Request:
Output the full listing below exactly, without the pictures.

Items:
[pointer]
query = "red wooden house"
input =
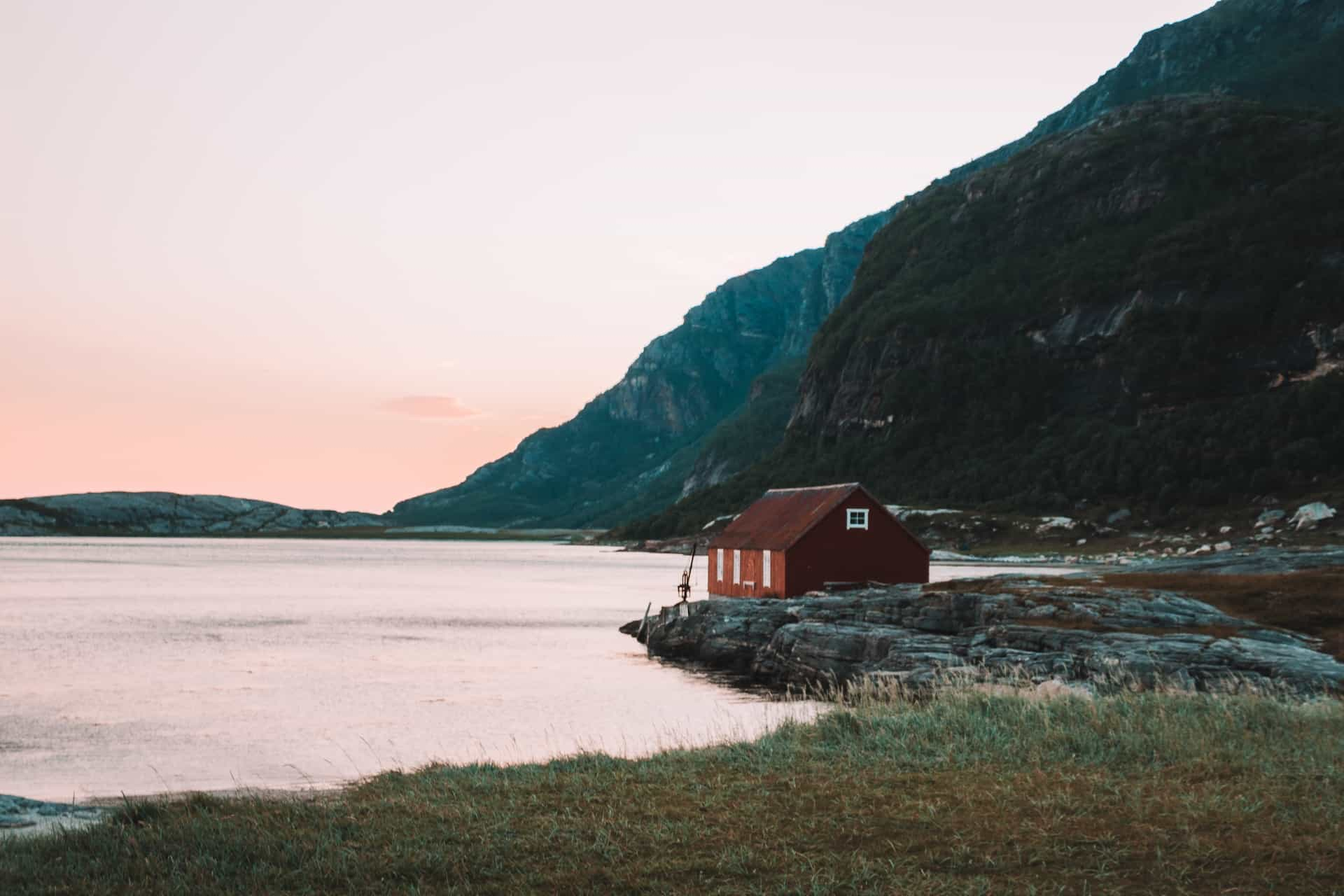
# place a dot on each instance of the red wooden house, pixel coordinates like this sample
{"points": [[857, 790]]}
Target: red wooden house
{"points": [[797, 540]]}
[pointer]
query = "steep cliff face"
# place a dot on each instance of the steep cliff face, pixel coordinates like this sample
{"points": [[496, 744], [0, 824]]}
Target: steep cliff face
{"points": [[650, 440], [631, 448], [1280, 51], [1148, 308]]}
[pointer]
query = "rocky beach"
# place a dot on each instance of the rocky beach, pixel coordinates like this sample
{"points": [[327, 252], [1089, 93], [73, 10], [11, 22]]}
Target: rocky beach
{"points": [[1093, 631]]}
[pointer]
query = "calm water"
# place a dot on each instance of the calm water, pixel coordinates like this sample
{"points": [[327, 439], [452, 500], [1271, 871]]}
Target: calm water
{"points": [[141, 665]]}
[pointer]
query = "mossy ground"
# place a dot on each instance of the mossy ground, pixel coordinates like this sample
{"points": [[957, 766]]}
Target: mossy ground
{"points": [[964, 794]]}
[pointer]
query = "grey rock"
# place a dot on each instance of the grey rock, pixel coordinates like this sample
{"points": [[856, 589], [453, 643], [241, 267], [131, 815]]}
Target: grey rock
{"points": [[1096, 637], [1269, 517]]}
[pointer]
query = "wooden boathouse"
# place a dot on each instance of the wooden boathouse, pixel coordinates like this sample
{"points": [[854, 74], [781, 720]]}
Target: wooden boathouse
{"points": [[797, 540]]}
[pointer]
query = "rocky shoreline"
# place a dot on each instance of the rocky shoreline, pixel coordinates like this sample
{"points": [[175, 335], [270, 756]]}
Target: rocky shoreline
{"points": [[1009, 629], [22, 817]]}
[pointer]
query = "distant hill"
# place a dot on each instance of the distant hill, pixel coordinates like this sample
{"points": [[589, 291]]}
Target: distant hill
{"points": [[163, 514], [707, 399]]}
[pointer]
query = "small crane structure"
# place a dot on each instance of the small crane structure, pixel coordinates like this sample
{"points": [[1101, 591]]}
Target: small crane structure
{"points": [[683, 589]]}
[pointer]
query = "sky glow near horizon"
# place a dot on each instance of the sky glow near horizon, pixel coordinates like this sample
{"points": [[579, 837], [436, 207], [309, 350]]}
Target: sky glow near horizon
{"points": [[337, 254]]}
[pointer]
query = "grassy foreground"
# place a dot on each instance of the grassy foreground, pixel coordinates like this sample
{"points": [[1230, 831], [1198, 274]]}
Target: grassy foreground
{"points": [[964, 794]]}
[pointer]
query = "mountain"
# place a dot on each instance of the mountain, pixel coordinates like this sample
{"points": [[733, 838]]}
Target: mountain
{"points": [[163, 514], [632, 447], [673, 425], [1148, 308]]}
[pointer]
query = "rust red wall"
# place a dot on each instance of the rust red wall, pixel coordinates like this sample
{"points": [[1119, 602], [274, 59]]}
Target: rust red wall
{"points": [[831, 552], [753, 580]]}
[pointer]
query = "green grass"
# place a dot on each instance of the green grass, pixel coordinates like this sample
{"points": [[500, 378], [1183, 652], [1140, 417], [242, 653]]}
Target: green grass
{"points": [[962, 794]]}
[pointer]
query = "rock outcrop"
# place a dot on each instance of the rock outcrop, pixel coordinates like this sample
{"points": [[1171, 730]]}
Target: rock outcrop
{"points": [[1102, 638], [164, 514]]}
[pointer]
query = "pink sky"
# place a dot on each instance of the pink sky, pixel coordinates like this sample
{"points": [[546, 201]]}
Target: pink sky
{"points": [[336, 254]]}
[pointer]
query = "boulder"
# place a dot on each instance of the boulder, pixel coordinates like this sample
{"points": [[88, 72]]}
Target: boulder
{"points": [[1310, 514], [1269, 517], [1079, 636]]}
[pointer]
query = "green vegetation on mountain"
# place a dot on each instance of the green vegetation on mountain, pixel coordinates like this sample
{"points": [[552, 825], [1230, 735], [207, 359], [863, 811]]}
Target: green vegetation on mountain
{"points": [[1148, 308], [652, 438]]}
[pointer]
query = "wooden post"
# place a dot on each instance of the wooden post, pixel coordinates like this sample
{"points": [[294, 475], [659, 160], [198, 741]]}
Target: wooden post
{"points": [[648, 631]]}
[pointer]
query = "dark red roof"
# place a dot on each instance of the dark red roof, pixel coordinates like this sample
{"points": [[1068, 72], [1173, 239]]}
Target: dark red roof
{"points": [[783, 516]]}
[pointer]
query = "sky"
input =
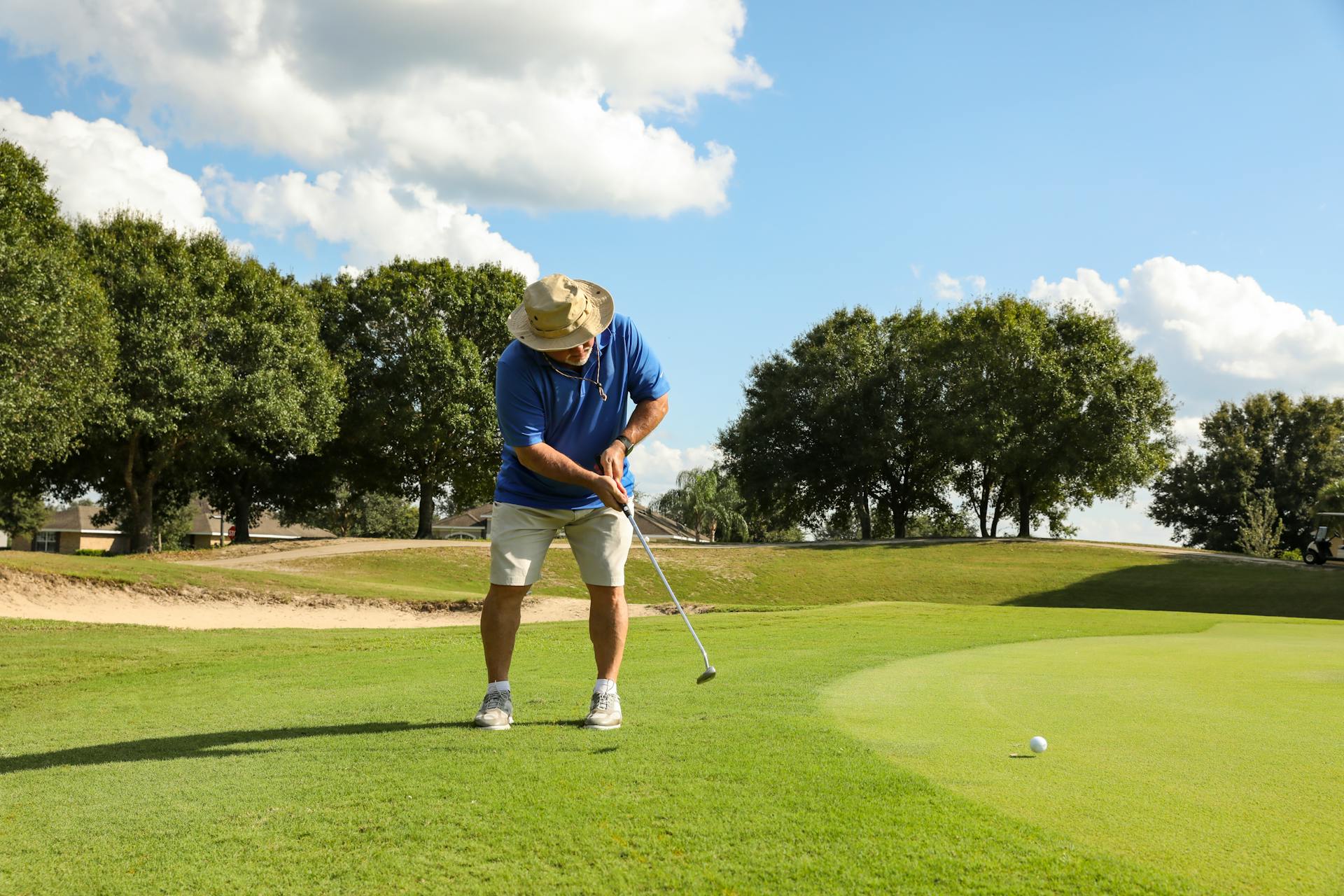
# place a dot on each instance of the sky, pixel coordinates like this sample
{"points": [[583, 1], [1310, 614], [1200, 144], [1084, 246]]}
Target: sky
{"points": [[734, 172]]}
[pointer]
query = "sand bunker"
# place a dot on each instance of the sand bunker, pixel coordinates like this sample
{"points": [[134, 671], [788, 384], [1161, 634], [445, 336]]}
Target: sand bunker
{"points": [[49, 597]]}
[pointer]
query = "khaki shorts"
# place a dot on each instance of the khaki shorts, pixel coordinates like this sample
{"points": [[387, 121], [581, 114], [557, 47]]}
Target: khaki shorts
{"points": [[519, 539]]}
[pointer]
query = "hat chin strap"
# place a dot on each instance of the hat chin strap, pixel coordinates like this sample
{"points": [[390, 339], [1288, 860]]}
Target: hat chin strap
{"points": [[569, 328]]}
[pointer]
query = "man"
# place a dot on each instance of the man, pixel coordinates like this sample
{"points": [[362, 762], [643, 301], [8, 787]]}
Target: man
{"points": [[559, 394]]}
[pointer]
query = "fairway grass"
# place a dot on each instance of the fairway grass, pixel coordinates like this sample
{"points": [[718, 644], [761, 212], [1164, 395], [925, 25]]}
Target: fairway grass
{"points": [[267, 762], [1217, 755], [766, 577]]}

Solution for this exercise:
[pointer]
query = "red wooden house"
input =
# place a dot on each instance of the red wooden house, pixel coordinates like this sample
{"points": [[857, 790]]}
Target: red wooden house
{"points": [[797, 540]]}
[pointer]
query = "steep cliff face"
# place a dot on each instance of the steep cliff face, pixel coordinates like this sample
{"points": [[496, 744], [0, 824]]}
Target: steep cliff face
{"points": [[650, 440], [631, 448], [1280, 51], [1148, 308]]}
[pointer]
query = "rocky beach"
# place a dot on each instance of the rocky beach, pixel coordinates like this sample
{"points": [[327, 252], [1089, 93], [73, 10], [11, 22]]}
Target: rocky beach
{"points": [[1093, 631]]}
[pointer]
query = "calm water"
# place a dot on each instance of the calm water, pixel coordinates like this sample
{"points": [[327, 439], [452, 500], [1271, 871]]}
Target: calm water
{"points": [[141, 665]]}
[pointer]
query = "mossy ground"
# place a dot on each instance of the mossy ground, pixel coordinates like this sample
{"points": [[957, 766]]}
Target: mossy ground
{"points": [[964, 794]]}
[pointer]
query = "grey rock"
# place a dot on each instance of the grey rock, pixel coordinates like this sample
{"points": [[856, 589], [453, 643], [241, 267], [131, 815]]}
Target: grey rock
{"points": [[1096, 637], [1269, 517]]}
[pointer]
query = "wooden boathouse"
# place a dot on each instance of the wooden boathouse, pixel coordinates like this sample
{"points": [[854, 74], [781, 720]]}
Target: wooden boathouse
{"points": [[797, 540]]}
[pointer]
query = "rocky shoreline"
# place a dot on each instance of the rocky shoreline, pixel coordinates like this sample
{"points": [[175, 335], [270, 756]]}
Target: rocky shoreline
{"points": [[1009, 629], [22, 817]]}
[pointer]
query = "distant hill"
# place a dot on each instance of the distant hill, pixel coordinates like this sample
{"points": [[589, 291]]}
Target: distant hill
{"points": [[163, 514], [707, 399]]}
[pointer]
query = "small crane structure"
# place a dot on each instance of the small crane structure, pixel coordinates like this sample
{"points": [[1101, 591]]}
Target: small crane structure
{"points": [[683, 589]]}
[pointer]
query = "sky glow near horizon"
# place a dot on each instance of the sky glow near horizon, pixel coordinates like this sample
{"points": [[579, 837], [436, 207], [309, 350]]}
Target: sky glow near horizon
{"points": [[337, 254]]}
[pointer]
query = "grassy foreground"
# place a dot on each instance of the grassy foreground, pixel coordinates like this sample
{"points": [[1230, 831], [1198, 274]]}
Target: grassy foreground
{"points": [[964, 794]]}
[pointer]
query = "mountain"
# place a dot on each instance of the mountain, pixel coordinates like this sample
{"points": [[733, 838]]}
Target: mountain
{"points": [[163, 514], [632, 447], [673, 425], [1148, 308]]}
[pointer]
query = "rust red wall"
# place a dot on each instance of the rust red wall, pixel coordinates like this sample
{"points": [[1119, 602], [274, 59]]}
Target: rust red wall
{"points": [[831, 552], [753, 580]]}
[pointer]
query = "green grass"
# place a dot on each instance of the green grass, pixel coordinates like this sample
{"points": [[500, 378], [1183, 652], [1140, 417], [242, 653]]}
Target: green grass
{"points": [[962, 794]]}
[pointer]
query = "rock outcrop"
# place a dot on each instance of the rock outcrop, pixel coordinates like this sample
{"points": [[1171, 730]]}
Target: rock outcrop
{"points": [[1102, 638], [164, 514]]}
[pointer]
query = "pink sky"
# place a dot on each instance of the pink sky, pixel coordinates like this sample
{"points": [[546, 201]]}
Target: pink sky
{"points": [[336, 254]]}
[pointer]
query = "boulder"
# place a dot on each instance of the boulder, pixel coordinates like this sample
{"points": [[88, 72]]}
Target: boulder
{"points": [[1310, 514], [1269, 517], [1079, 636]]}
[pointer]
query = "green vegetation on mountain"
# place a dot on each instance of the green vegetation on mountain, pixel coordinates like this sample
{"points": [[552, 825], [1230, 735], [207, 359], [863, 811]]}
Target: green vegetation on mountain
{"points": [[1148, 308], [652, 438]]}
[pointer]
query = "wooden post"
# place a dot on each instance of the wooden post, pixel coordinates like this sample
{"points": [[294, 475], [659, 160], [198, 741]]}
Target: wooden post
{"points": [[648, 631]]}
[pointer]
query = "dark red roof"
# place a dot on each instance of the dark red roof, pixel coordinates like this sample
{"points": [[1068, 72], [1173, 239]]}
Target: dark red roof
{"points": [[783, 516]]}
[pointer]
query = "sky"
input =
# place a dot on each instance of the sky, pixel coordinates like this sample
{"points": [[583, 1], [1310, 614], [1200, 144], [1084, 246]]}
Target: sky
{"points": [[734, 172]]}
[pointer]
query = "sand bunker"
# place a dot on each instance of the sand bunker, pixel coordinates like this sample
{"points": [[134, 671], [788, 384], [1161, 634], [445, 336]]}
Target: sand bunker
{"points": [[49, 597]]}
[pointer]
query = "khaki shorts"
# place a dot on each instance of the khaki shorts, pixel coordinates like this sample
{"points": [[387, 121], [581, 114], [557, 47]]}
Target: khaki shorts
{"points": [[519, 539]]}
[pointer]
query = "hat chin strap"
# place a dot on each instance of the hat chin strap, pixel coordinates like this sample
{"points": [[390, 339], [1288, 860]]}
Target: hat chin strap
{"points": [[569, 328]]}
[pointer]
query = "man"
# place a dot on each instance of the man, pixel coordinates like this sample
{"points": [[362, 762], [643, 301], [8, 787]]}
Target: man
{"points": [[559, 394]]}
[pointer]
query = "fairway grass"
# place a dot on each instance of the fairway grass, pixel coordinates like this sample
{"points": [[718, 644], [761, 212], [1164, 395], [925, 25]]}
Target: fairway grass
{"points": [[267, 762], [1217, 755], [766, 577]]}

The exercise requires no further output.